### To-do list:
1 - In the post about wmii, retype the passage from "During a quest" to "the Ubuntu repositories." word for word.
2 - Name every tool the wmii post lists as being similar to wmii.
3 - Write the next part of the post about wmii, picking up after its last sentence.

Free to be, you and wmii

During a quest for things that might make using my spare laptop – an old 800MHz, 256MB thing running Ubuntu – a more zippy experience, I came across “wmii”. It’s a lightweight tiling window manager with a lot of auto-sizing and keyboard control features. I’m really liking it. This laptop has never felt so responsive.

Other similar tools include dwm, xmonad, Ion, and ratpoison. Of the lot I’ve only tried dwm, which was cool but a little too minimal (its customization method, by design, is edit-source-and-recompile). I’m looking forward to trying xmonad once a package makes it into the Ubuntu repositories.

I was using XFCE before this. It looks nice, and is slimmer than, say, Gnome or KDE, but not terribly different once you compare it to something like wmii. Those systems, like OS X and Windows and most of their predecessors right back to the Xerox Alto, still put a lot of burden on the user to manually position and size windows. Tiling window managers like wmii, on the other hand, know that you want to have windows be as big as possible without making it hard to get to important stuff.

### Records supplied:

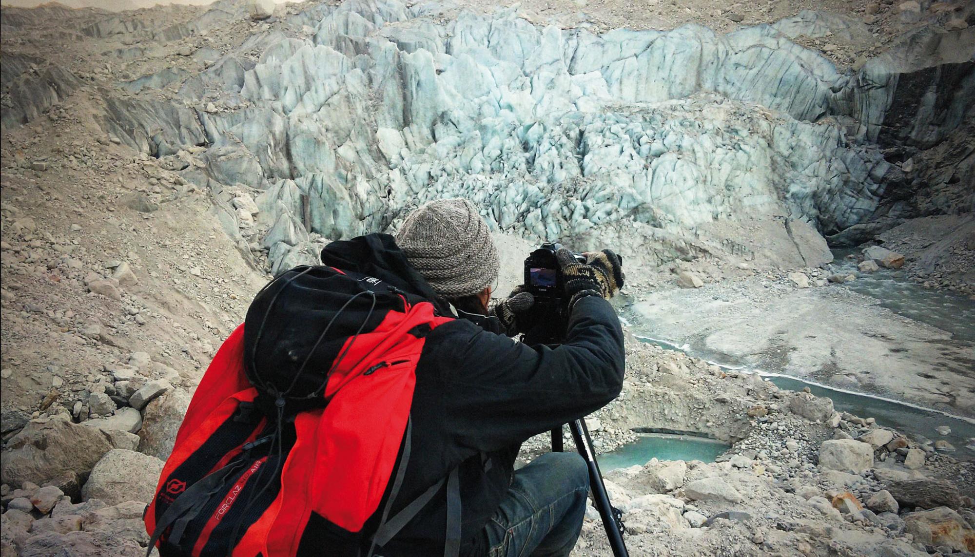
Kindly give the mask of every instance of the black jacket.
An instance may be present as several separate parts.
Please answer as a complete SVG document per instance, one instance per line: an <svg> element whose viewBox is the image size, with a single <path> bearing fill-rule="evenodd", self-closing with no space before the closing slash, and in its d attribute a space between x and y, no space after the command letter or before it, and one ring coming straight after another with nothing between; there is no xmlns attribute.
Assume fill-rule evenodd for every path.
<svg viewBox="0 0 975 557"><path fill-rule="evenodd" d="M322 262L386 280L451 315L388 235L332 242ZM427 336L416 368L412 452L392 506L395 514L459 465L462 555L487 554L478 534L508 490L521 444L602 408L623 385L623 333L602 298L575 305L557 348L529 347L498 330L492 318L458 318ZM446 520L439 494L379 554L442 553Z"/></svg>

### Answers per task:
1 -
During a quest for things that might make using my spare laptop – an old 800MHz, 256MB thing running Ubuntu – a more zippy experience, I came across “wmii”. It’s a lightweight tiling window manager with a lot of auto-sizing and keyboard control features. I’m really liking it. This laptop has never felt so responsive.

Other similar tools include dwm, xmonad, Ion, and ratpoison. Of the lot I’ve only tried dwm, which was cool but a little too minimal (its customization method, by design, is edit-source-and-recompile). I’m looking forward to trying xmonad once a package makes it into the Ubuntu repositories.

2 - dwm, xmonad, Ion, ratpoison

3 -
wmii calls its screens or workspaces “tags”. In addition to the default numbered ones (which are quickest to type) you can create named ones. Multiple tags can be applied to a given window causing it to appear in multiple workspaces. Unused tags simply disappear from the list at the bottom of the screen.

The keyboard control is really great. It’s like an X version of GNU screen and a virtual desktop utility. Windows can be pushed from one tag to another via the keyboard, and if you have multiple windows open in a single workspace you can move windows left, right, up, and down – with all the other windows reshuffling themselves as needed. You can get a terminal open anywhere with a single keystroke. A utility called dmenu lets you find and launch applications by typing unique prefixes – like tab completion with instant feedback.

Certain applications that spawn lots of windows aren’t such a good fit for wmii. The Gimp comes to mind (though it works passably if you have it automatically relegated to its own tag/workspace when it launches, which is a one-line change to your wmii config). OpenOffice is passable. Everything else I use a lot works great. I love never having to use the mouse (er, trackpad) to move or resize windows.

In addition to all this, wmii has some interesting architecture under the hood, e.g. its filesystem-like API. The developers seem to be Plan 9 expats, or enthusiasts.

I encourage experimentally-minded souls to check it out. In some weird way I think that it represents the future.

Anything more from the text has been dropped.